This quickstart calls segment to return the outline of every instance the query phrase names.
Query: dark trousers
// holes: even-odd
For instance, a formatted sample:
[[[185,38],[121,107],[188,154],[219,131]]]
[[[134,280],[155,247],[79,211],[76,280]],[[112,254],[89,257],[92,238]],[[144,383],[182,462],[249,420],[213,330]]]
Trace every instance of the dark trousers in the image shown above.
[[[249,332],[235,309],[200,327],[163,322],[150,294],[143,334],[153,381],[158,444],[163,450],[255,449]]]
================
→ **Instructions to follow**
Convert every line of the entries above into a Markdown table with two columns, Row and Line: number each line in Row and put its text in Line. Omit blank lines.

→ **Result for this task**
| Row | Line |
|---|---|
| 1 | This quickstart calls segment to return the outline of every instance the query phrase names. |
| 2 | Query: dark trousers |
| 3 | // holes: even-odd |
| 4 | For instance, a formatted sample: |
| 5 | [[[185,38],[121,107],[188,154],[219,131]]] |
| 6 | [[[134,280],[155,247],[79,211],[76,280]],[[112,254],[89,257],[92,238]],[[144,383],[182,462],[249,420],[213,330]]] |
| 7 | Trace every instance of the dark trousers in the image shown above. |
| 8 | [[[249,332],[235,309],[200,327],[163,322],[150,294],[143,334],[153,381],[158,444],[163,450],[255,449]]] |